* REQUIREMENT
Pull out every line below that contains the word "target", and copy each of those lines in full.

# # # #

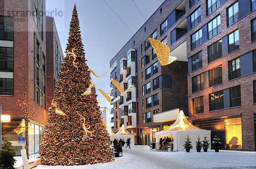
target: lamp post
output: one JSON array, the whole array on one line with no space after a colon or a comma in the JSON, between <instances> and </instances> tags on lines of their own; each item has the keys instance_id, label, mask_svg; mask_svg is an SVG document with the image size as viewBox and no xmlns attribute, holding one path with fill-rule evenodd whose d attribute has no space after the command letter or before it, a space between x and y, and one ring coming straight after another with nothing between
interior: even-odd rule
<instances>
[{"instance_id":1,"label":"lamp post","mask_svg":"<svg viewBox=\"0 0 256 169\"><path fill-rule=\"evenodd\" d=\"M11 116L9 115L2 115L2 106L0 106L0 150L2 150L2 123L9 122Z\"/></svg>"}]
</instances>

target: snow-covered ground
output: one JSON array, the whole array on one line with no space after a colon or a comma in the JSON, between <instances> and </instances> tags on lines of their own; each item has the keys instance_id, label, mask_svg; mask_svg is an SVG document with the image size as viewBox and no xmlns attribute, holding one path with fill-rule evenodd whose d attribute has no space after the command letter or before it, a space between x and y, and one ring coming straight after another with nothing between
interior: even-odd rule
<instances>
[{"instance_id":1,"label":"snow-covered ground","mask_svg":"<svg viewBox=\"0 0 256 169\"><path fill-rule=\"evenodd\" d=\"M221 151L190 153L150 151L148 146L123 148L123 156L114 162L80 166L39 165L38 169L256 168L256 152Z\"/></svg>"}]
</instances>

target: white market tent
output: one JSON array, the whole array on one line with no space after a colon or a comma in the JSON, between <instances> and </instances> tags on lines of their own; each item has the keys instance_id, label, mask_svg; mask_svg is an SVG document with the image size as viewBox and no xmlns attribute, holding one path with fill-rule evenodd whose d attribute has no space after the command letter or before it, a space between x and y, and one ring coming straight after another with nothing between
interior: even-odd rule
<instances>
[{"instance_id":1,"label":"white market tent","mask_svg":"<svg viewBox=\"0 0 256 169\"><path fill-rule=\"evenodd\" d=\"M134 145L134 135L130 133L129 132L125 129L125 126L123 124L120 129L120 130L116 133L114 135L110 137L112 141L115 138L116 140L120 140L120 139L123 139L124 140L126 141L128 138L130 138L130 145L131 146Z\"/></svg>"},{"instance_id":2,"label":"white market tent","mask_svg":"<svg viewBox=\"0 0 256 169\"><path fill-rule=\"evenodd\" d=\"M211 143L211 131L206 130L196 127L191 124L186 119L183 110L180 110L176 120L169 129L156 133L156 148L159 149L160 138L164 137L173 137L173 151L183 151L183 145L185 143L187 135L191 138L193 149L196 150L195 142L199 136L202 140L204 137L207 137L209 143Z\"/></svg>"}]
</instances>

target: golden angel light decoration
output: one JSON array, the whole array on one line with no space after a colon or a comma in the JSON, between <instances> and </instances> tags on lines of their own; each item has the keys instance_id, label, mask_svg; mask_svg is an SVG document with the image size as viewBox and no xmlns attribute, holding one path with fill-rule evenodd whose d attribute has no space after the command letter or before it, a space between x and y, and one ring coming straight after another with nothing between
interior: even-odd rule
<instances>
[{"instance_id":1,"label":"golden angel light decoration","mask_svg":"<svg viewBox=\"0 0 256 169\"><path fill-rule=\"evenodd\" d=\"M153 38L148 38L148 40L156 52L161 65L167 65L177 59L176 57L170 55L170 49L166 44Z\"/></svg>"}]
</instances>

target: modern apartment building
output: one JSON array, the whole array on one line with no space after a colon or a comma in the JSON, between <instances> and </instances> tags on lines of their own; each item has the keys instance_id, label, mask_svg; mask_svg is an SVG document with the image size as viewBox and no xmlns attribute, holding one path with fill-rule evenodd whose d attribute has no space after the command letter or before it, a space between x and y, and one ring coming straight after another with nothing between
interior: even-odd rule
<instances>
[{"instance_id":1,"label":"modern apartment building","mask_svg":"<svg viewBox=\"0 0 256 169\"><path fill-rule=\"evenodd\" d=\"M170 32L165 31L170 26L166 19L172 11L173 1L166 1L110 61L113 68L111 78L122 84L125 90L135 86L120 93L111 83L113 99L121 97L112 103L115 109L111 112L112 129L117 132L124 124L134 135L137 144L155 141L155 132L169 127L180 110L188 115L188 60L186 50L182 51L186 43L171 52L179 54L177 61L162 66L148 40L158 39L171 46ZM179 12L183 12L185 6L184 2L175 11L179 16L183 15Z\"/></svg>"},{"instance_id":2,"label":"modern apartment building","mask_svg":"<svg viewBox=\"0 0 256 169\"><path fill-rule=\"evenodd\" d=\"M23 100L25 90L28 102L31 101L29 110L39 105L29 120L29 153L37 153L47 122L47 97L53 95L49 89L54 83L46 85L54 77L48 73L55 71L50 65L54 62L55 40L58 52L63 54L56 32L51 40L47 32L49 27L53 28L51 32L56 29L45 15L45 0L2 0L0 6L0 106L3 115L11 116L10 122L3 123L4 135L12 143L12 149L20 155L25 147L25 120L17 103Z\"/></svg>"},{"instance_id":3,"label":"modern apartment building","mask_svg":"<svg viewBox=\"0 0 256 169\"><path fill-rule=\"evenodd\" d=\"M211 130L212 139L215 135L220 137L223 149L256 150L256 9L255 0L166 0L112 59L110 66L116 68L111 72L111 77L121 83L119 76L122 77L120 74L124 73L119 72L119 63L122 60L124 62L128 60L126 52L130 49L135 51L134 83L135 91L138 91L135 104L136 134L138 140L142 140L138 144L146 144L143 140L145 130L155 131L149 127L152 122L145 124L144 119L148 122L147 117L150 117L149 121L154 122L157 115L165 113L166 109L161 109L165 103L167 106L173 105L172 97L163 97L164 95L170 96L174 92L180 92L180 97L187 96L189 120L200 128ZM172 75L172 88L166 89L173 90L166 91L161 88L158 98L160 102L161 98L162 102L153 107L156 109L159 107L160 113L154 113L154 108L145 108L147 100L150 101L147 96L153 95L151 98L153 100L154 95L158 91L152 91L150 85L150 94L143 95L147 93L150 88L147 85L149 80L143 80L142 76L146 78L147 72L149 72L148 68L157 60L157 58L154 60L154 51L151 51L152 47L147 40L149 37L167 43L172 55L177 57L177 60L188 62L187 67L181 66L184 71L177 69L180 73L188 71L186 94L180 92L183 91L180 89L186 87L175 88L174 79L178 82L176 84L184 84L180 77ZM148 62L148 66L145 66L144 62ZM186 63L177 62L178 66ZM157 75L151 76L151 73L148 79L159 74L168 75L165 70L168 70L166 66L157 64ZM175 62L168 65L169 72L172 72L170 68L175 64L177 66ZM174 71L175 68L178 68L175 67ZM154 81L150 81L151 84L154 84ZM142 89L144 89L143 95ZM118 92L116 93L119 95ZM186 103L183 97L176 97L179 102ZM112 128L116 131L125 116L119 115L118 103L114 105L117 109L112 112ZM183 109L186 105L177 105L177 108ZM160 130L163 129L161 125L159 126ZM133 127L135 132L135 126ZM148 133L150 137L152 135Z\"/></svg>"}]
</instances>

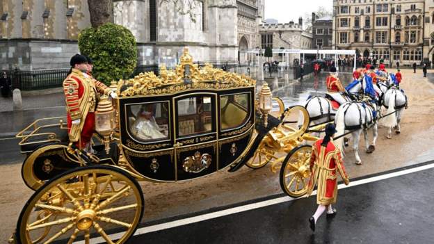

# # # #

* THE RESULT
target: lamp post
target: snow-covered ground
target: white market tent
target: golden angel light decoration
target: modern apartment building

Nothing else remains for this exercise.